(Data listing)
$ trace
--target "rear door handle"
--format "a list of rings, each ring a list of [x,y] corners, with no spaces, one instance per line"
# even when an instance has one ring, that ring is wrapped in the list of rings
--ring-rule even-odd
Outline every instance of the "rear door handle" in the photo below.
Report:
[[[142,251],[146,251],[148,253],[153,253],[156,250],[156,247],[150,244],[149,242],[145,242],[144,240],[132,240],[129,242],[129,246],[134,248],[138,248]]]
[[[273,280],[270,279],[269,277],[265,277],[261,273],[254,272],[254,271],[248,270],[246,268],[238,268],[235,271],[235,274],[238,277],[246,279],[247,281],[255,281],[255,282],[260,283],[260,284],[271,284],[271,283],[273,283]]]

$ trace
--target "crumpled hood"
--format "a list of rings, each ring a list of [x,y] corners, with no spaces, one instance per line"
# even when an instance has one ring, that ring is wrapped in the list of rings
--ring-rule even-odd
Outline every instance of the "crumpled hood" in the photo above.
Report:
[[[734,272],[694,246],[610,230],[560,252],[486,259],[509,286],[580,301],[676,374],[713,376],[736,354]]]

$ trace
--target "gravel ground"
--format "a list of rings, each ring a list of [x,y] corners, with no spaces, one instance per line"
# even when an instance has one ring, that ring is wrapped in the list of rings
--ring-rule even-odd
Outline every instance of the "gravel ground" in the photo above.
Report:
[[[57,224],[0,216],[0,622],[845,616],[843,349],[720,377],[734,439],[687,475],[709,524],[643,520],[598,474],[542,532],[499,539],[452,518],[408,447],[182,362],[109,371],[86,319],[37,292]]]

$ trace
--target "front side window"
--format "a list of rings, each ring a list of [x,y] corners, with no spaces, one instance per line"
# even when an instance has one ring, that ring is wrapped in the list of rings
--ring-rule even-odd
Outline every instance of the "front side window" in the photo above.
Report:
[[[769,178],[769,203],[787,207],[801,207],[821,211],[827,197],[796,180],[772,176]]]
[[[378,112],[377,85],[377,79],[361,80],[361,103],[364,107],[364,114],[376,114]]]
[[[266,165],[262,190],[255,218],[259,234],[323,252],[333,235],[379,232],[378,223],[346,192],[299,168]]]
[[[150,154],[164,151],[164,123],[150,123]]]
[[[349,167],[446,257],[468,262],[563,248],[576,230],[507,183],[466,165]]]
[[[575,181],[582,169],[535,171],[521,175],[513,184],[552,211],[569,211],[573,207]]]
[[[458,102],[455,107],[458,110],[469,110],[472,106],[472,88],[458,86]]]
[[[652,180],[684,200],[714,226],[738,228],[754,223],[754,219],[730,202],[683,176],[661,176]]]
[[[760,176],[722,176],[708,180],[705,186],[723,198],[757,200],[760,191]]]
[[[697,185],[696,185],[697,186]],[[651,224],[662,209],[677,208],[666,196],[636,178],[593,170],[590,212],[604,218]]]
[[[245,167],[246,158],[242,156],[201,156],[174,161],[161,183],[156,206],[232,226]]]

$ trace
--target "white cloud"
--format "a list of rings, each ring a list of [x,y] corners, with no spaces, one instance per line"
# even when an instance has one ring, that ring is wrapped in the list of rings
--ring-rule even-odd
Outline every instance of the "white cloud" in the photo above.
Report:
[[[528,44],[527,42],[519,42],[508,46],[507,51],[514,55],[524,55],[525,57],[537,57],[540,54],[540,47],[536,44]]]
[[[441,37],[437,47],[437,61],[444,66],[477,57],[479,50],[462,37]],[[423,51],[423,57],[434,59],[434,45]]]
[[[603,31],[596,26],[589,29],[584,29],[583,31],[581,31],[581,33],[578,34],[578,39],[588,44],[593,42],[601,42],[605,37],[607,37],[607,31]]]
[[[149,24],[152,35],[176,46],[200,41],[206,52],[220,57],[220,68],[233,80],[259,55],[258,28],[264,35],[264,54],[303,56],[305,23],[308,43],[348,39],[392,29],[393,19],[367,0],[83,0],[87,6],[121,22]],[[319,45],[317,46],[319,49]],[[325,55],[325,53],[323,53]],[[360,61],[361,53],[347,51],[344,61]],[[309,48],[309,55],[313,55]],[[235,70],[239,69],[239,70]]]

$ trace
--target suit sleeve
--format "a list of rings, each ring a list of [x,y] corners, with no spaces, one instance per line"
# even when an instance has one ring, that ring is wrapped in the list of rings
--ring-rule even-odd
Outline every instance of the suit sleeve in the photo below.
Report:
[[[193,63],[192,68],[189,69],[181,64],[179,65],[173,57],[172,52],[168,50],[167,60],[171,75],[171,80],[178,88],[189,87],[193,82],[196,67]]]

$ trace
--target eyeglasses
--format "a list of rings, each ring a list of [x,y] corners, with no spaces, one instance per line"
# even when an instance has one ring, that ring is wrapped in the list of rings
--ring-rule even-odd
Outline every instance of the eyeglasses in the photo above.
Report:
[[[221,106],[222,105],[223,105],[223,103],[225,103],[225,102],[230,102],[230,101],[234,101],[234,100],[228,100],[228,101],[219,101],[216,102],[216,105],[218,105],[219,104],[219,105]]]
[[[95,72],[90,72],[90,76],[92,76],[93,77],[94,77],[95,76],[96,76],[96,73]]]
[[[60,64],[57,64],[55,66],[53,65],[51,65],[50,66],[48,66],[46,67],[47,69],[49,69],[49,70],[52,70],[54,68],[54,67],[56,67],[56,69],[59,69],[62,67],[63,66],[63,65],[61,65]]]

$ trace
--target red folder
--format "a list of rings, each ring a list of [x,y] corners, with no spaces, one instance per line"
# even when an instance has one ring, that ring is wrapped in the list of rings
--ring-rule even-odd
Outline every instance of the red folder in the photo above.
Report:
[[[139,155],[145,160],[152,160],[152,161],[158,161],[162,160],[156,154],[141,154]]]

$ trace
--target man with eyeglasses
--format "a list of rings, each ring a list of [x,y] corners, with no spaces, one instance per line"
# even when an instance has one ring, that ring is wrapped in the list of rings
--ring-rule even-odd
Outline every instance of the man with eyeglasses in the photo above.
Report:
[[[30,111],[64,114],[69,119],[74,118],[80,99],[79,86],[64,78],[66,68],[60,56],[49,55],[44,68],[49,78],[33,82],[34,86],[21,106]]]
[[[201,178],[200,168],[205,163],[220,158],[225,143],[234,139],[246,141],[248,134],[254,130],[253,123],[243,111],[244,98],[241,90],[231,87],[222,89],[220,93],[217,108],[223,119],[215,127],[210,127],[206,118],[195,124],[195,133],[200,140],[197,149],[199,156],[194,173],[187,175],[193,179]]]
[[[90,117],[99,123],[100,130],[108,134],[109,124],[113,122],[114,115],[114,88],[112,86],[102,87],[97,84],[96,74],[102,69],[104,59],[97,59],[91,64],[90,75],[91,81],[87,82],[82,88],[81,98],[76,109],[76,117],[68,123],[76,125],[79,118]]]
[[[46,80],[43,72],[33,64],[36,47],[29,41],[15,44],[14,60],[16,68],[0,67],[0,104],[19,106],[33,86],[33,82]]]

==

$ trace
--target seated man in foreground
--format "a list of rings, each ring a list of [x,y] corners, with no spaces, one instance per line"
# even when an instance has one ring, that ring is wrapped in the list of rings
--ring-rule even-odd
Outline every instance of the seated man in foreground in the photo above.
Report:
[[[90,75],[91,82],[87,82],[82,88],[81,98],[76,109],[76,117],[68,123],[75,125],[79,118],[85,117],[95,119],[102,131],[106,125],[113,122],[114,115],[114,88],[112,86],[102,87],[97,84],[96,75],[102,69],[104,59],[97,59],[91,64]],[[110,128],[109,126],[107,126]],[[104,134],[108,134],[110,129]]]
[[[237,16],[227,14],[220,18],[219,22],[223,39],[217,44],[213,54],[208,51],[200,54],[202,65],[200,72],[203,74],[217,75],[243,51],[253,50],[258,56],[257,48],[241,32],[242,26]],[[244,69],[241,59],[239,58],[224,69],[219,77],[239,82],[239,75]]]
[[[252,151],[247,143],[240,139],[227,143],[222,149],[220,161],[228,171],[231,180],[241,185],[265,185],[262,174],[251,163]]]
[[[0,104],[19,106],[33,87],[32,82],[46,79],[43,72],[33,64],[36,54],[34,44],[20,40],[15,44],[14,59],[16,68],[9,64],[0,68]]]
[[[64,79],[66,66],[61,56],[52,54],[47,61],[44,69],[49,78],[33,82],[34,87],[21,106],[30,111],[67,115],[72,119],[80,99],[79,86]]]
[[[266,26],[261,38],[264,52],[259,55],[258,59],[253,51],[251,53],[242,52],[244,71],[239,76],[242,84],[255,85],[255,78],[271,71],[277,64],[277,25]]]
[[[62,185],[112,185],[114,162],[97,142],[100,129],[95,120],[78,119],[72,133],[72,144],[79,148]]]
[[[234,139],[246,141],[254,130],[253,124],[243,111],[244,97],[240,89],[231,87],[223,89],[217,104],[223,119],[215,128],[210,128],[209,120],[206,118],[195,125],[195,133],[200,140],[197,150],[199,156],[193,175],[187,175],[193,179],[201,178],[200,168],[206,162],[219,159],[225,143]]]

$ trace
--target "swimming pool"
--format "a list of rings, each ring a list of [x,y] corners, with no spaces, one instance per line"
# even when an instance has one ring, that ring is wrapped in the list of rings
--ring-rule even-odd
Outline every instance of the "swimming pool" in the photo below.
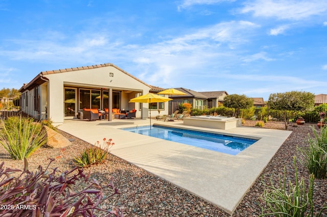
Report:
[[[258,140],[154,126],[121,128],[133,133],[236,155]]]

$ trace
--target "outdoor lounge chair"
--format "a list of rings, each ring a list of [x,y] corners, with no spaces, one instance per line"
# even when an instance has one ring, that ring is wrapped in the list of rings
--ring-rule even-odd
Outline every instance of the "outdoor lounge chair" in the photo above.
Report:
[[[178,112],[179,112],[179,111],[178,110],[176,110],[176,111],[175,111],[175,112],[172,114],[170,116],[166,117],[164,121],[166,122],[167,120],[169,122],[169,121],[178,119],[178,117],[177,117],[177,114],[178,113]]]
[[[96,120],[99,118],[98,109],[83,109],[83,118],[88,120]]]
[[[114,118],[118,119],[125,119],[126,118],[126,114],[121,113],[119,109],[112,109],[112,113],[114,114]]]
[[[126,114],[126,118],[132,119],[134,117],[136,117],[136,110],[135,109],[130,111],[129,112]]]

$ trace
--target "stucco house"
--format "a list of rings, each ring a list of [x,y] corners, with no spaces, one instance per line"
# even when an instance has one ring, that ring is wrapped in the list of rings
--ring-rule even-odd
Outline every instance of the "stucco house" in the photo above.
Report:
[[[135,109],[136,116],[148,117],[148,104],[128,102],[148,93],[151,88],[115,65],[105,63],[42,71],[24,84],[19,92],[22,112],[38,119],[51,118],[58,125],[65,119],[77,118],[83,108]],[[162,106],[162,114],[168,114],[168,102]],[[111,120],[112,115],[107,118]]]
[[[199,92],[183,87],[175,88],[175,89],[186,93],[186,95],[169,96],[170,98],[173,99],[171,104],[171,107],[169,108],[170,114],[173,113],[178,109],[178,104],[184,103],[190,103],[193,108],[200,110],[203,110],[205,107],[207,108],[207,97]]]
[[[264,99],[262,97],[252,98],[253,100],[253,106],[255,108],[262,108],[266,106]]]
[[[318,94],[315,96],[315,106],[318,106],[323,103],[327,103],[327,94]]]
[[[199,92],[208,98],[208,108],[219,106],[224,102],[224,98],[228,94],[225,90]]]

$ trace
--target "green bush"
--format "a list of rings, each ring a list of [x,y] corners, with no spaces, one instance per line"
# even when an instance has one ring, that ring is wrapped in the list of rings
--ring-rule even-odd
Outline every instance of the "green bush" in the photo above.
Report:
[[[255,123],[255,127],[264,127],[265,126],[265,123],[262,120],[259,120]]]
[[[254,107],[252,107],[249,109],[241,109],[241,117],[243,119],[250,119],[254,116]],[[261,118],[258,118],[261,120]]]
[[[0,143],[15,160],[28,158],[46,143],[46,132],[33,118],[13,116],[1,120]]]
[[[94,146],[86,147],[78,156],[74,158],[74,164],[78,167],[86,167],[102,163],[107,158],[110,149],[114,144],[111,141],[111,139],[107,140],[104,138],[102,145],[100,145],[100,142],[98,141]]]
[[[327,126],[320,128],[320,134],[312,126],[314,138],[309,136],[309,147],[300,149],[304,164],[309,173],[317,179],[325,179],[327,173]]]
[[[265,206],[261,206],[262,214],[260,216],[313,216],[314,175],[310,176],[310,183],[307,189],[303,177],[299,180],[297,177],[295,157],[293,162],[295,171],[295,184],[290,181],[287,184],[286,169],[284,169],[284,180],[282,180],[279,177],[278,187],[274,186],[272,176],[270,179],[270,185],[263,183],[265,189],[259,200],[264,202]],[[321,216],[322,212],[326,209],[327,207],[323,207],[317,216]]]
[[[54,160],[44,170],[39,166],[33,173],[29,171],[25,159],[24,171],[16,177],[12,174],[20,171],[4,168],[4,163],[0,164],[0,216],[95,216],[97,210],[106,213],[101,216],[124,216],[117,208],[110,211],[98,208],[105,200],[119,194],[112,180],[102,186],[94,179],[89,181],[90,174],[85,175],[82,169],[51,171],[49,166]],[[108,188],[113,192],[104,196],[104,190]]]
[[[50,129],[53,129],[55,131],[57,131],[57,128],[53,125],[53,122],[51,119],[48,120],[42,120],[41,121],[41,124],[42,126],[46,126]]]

---

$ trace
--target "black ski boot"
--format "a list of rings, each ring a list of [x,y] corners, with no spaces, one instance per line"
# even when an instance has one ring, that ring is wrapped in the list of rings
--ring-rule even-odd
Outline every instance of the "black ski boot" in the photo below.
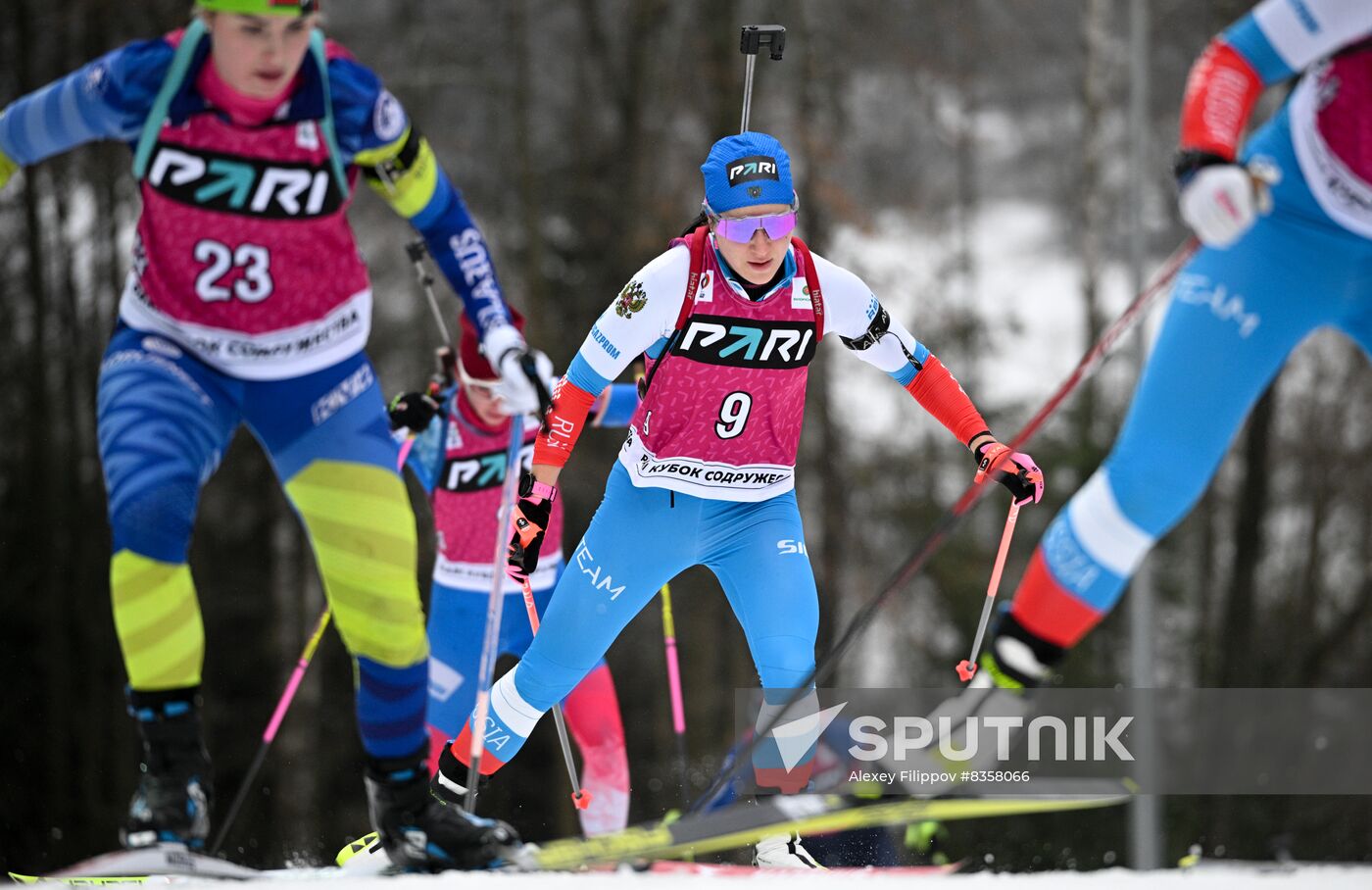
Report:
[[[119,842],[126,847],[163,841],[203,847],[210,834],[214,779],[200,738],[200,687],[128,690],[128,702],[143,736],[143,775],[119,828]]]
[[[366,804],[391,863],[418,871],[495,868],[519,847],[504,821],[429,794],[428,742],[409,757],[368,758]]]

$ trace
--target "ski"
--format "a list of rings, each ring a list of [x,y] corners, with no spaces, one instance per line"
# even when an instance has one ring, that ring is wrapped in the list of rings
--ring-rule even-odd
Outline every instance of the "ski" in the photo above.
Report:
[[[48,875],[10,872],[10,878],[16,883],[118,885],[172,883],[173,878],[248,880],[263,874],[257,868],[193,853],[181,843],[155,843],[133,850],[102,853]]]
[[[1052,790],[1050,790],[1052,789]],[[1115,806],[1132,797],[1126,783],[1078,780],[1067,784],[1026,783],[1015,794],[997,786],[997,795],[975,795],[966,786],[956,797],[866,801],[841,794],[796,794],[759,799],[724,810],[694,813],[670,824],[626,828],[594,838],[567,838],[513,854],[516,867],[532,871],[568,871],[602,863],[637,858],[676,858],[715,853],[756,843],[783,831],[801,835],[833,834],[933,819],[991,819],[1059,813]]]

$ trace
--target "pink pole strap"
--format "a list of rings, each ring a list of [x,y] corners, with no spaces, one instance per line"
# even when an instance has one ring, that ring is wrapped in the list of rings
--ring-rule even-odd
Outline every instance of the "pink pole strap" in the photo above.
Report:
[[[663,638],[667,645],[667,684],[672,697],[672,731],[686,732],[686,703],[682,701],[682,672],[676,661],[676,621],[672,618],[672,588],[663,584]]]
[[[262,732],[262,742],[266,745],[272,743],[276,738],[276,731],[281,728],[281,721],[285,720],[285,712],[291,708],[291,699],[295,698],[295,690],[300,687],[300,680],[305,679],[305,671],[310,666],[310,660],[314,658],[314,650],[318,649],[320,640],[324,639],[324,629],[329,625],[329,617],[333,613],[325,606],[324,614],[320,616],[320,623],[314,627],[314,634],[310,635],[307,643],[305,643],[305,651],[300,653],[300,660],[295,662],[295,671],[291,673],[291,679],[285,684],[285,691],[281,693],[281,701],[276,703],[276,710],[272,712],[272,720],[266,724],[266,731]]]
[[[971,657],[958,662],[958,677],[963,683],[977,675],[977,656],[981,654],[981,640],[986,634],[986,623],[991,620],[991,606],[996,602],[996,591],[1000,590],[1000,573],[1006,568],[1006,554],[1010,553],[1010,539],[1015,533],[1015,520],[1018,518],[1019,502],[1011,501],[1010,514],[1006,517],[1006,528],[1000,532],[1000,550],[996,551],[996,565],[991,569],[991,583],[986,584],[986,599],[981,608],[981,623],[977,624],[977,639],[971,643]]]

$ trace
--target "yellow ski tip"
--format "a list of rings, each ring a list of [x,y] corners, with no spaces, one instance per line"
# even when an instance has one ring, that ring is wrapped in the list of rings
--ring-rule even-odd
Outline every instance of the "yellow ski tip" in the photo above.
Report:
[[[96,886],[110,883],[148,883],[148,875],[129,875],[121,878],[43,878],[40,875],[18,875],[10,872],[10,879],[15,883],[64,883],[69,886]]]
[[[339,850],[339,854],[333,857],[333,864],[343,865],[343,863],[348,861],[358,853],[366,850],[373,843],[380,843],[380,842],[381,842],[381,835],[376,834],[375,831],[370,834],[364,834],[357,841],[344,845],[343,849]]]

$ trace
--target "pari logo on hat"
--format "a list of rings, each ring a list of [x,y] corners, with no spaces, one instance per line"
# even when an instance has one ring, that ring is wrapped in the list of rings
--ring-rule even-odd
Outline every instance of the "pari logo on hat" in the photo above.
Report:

**REQUEST**
Pull out every line in the data above that contains the word "pari", and copy each one unchanged.

**COMPLETE RESPONSE**
--target "pari logo on hat"
Outline every instance of the "pari logo on hat" in the photo above.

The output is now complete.